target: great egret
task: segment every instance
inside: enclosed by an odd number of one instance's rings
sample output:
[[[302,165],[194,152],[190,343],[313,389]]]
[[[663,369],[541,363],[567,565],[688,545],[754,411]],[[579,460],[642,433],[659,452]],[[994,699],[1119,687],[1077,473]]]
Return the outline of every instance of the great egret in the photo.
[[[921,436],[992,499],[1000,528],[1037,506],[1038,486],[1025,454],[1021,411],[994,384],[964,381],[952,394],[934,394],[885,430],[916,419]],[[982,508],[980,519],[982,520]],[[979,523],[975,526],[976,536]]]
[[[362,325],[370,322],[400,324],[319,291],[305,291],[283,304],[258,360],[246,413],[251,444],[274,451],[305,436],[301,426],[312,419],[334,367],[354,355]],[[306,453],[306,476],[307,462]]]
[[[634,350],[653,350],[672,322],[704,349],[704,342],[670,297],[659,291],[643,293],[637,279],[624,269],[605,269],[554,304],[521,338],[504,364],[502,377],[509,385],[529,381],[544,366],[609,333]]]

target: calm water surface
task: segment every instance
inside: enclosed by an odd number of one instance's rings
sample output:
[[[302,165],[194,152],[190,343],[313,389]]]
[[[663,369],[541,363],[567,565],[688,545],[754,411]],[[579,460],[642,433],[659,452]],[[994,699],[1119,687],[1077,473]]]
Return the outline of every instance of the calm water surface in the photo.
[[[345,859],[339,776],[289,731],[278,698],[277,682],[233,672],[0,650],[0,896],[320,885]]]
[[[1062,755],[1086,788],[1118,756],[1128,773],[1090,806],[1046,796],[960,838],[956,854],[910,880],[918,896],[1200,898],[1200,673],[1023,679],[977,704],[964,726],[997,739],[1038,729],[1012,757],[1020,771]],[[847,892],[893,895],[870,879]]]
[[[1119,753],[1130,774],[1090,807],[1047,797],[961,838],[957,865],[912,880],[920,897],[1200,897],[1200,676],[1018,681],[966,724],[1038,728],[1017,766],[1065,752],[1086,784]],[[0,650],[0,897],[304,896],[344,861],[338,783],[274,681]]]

------

- _Activity_: Type the data out again, exactly.

- _Exercise output_:
target: great egret
task: segment every instance
inside: enclosed by an odd number of one instance's rings
sample output:
[[[302,165],[194,152],[190,343],[313,389]]]
[[[663,369],[541,363],[567,565],[688,545],[754,411]],[[579,460],[642,433],[659,452]],[[994,699],[1119,687],[1077,473]]]
Return the outline of every instance of the great egret in the photo.
[[[921,436],[992,499],[1000,528],[1037,506],[1038,486],[1025,454],[1021,411],[994,384],[964,381],[952,394],[934,394],[885,430],[916,419]],[[982,508],[980,519],[982,520]],[[979,523],[975,526],[976,536]]]
[[[362,325],[370,322],[400,324],[319,291],[305,291],[283,304],[258,360],[246,413],[251,444],[274,451],[305,436],[301,426],[312,419],[334,367],[354,355]],[[306,453],[306,476],[307,462]]]
[[[634,350],[653,350],[672,322],[704,349],[704,342],[670,297],[659,291],[643,293],[637,279],[624,269],[605,269],[554,304],[521,338],[504,364],[502,377],[509,385],[529,381],[544,366],[609,333]]]

target: calm water surface
task: segment every instance
inside: enclosed by an odd number of one instance's rings
sample output:
[[[302,165],[194,152],[190,343],[313,389]]]
[[[663,369],[541,363],[567,565],[688,545],[754,411]],[[579,460],[642,433],[659,452]],[[994,699],[1119,687],[1077,473]]]
Return the outline of every instance of the calm water surface in the photo.
[[[345,859],[339,776],[289,731],[278,698],[277,682],[233,672],[0,650],[0,896],[320,885]]]
[[[1062,755],[1086,788],[1118,756],[1128,773],[1090,806],[1046,796],[960,838],[956,854],[910,880],[918,896],[1200,898],[1200,673],[1023,679],[977,704],[964,726],[997,739],[1038,729],[1012,757],[1020,771]],[[847,892],[893,895],[870,879]]]
[[[1119,753],[1130,774],[1090,807],[1047,797],[961,838],[957,865],[912,880],[920,897],[1200,897],[1200,676],[1018,681],[966,724],[1038,728],[1017,766],[1065,752],[1086,784]],[[0,650],[0,897],[304,896],[344,861],[338,783],[274,681]]]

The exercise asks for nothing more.